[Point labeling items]

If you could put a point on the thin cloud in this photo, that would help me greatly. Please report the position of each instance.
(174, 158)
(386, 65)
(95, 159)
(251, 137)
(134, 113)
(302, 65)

**Aim of the exercise**
Rewrite the items above, changing "thin cloud" to "wispy cloud" and leaving everything else as it is.

**Solution to the exercise**
If you could put a point on the wispy cloud in this photo, that would help me greatly. Please report the position of each instance.
(174, 158)
(386, 65)
(95, 159)
(251, 137)
(134, 113)
(302, 65)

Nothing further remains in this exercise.